[EXERCISE]: Please report how many lines of the listing below contain the word "coastal". Give only the number.

### RECORDS ###

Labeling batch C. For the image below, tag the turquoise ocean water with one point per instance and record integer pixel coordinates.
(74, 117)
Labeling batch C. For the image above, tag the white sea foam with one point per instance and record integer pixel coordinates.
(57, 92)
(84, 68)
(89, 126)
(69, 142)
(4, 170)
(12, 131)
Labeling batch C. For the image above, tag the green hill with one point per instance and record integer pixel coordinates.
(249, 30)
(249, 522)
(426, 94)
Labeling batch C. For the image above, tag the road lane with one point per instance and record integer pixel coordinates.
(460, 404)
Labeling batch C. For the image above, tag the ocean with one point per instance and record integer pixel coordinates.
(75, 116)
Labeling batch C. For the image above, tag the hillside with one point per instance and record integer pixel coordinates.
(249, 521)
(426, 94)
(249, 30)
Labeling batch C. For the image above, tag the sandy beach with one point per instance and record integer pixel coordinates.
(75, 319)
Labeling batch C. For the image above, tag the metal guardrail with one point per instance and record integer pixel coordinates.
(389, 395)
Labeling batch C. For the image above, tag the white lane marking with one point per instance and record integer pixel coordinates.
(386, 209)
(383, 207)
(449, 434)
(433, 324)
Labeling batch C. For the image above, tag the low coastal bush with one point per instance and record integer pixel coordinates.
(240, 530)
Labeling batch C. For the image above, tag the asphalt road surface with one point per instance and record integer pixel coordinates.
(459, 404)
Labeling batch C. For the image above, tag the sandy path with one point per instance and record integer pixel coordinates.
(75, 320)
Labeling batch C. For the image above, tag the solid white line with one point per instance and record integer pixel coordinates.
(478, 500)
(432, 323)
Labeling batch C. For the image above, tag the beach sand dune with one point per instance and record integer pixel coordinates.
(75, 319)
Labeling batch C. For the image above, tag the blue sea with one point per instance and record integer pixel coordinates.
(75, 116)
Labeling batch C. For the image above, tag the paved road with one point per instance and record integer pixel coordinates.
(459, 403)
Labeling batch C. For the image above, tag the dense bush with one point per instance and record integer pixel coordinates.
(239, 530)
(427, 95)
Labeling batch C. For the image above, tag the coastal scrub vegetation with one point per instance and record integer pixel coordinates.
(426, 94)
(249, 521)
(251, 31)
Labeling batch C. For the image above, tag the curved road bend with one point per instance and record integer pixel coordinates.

###
### RECORDS ###

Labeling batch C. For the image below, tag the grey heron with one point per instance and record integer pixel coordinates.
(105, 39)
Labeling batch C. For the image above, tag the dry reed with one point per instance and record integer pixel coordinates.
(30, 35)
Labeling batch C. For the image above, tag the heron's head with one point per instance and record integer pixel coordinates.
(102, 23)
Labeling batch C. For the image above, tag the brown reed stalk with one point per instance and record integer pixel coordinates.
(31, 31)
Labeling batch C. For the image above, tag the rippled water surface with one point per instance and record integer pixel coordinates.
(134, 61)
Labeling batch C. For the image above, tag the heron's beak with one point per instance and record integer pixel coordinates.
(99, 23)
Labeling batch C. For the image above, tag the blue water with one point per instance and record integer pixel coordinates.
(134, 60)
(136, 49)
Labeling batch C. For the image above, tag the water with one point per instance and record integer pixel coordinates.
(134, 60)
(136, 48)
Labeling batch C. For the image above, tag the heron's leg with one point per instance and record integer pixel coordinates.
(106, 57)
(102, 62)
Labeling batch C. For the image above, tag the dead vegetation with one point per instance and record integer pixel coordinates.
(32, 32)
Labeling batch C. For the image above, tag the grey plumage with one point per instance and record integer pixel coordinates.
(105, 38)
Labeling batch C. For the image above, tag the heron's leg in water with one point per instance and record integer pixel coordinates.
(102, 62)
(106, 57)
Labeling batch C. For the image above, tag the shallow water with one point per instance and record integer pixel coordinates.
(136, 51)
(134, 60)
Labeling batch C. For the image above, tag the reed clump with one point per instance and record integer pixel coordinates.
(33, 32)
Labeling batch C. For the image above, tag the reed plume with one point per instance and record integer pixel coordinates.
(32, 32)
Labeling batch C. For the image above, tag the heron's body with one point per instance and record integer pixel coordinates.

###

[RESPONSE TO THE EXERCISE]: 2